Exercise prompt: In the entries below, swap "brown earth" for "dark soil" and give the lines again with everything else unchanged, leaving out the pictures.

════════

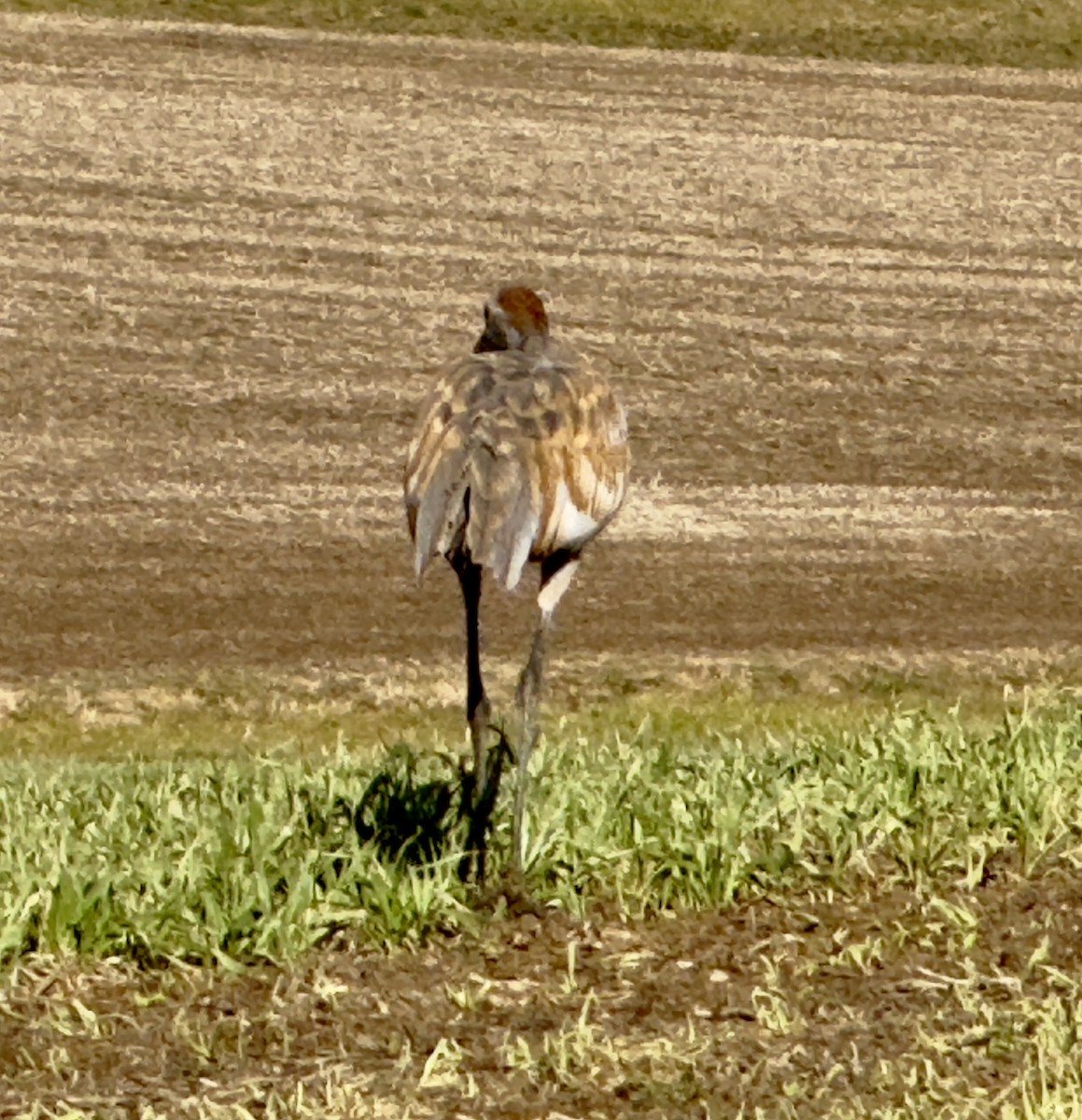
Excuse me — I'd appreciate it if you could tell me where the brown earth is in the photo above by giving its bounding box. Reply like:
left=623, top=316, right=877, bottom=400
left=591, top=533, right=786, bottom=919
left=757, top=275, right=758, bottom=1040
left=0, top=875, right=1082, bottom=1118
left=0, top=16, right=1082, bottom=694
left=0, top=16, right=1082, bottom=1116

════════

Task response:
Excuse me — I'd appreciate it if you could tell me where the dark soil is in the photo above by giving its bounding box. Reply like:
left=623, top=316, right=877, bottom=400
left=591, top=533, right=786, bottom=919
left=757, top=275, right=758, bottom=1040
left=0, top=875, right=1082, bottom=1118
left=0, top=16, right=1082, bottom=694
left=0, top=16, right=1082, bottom=1116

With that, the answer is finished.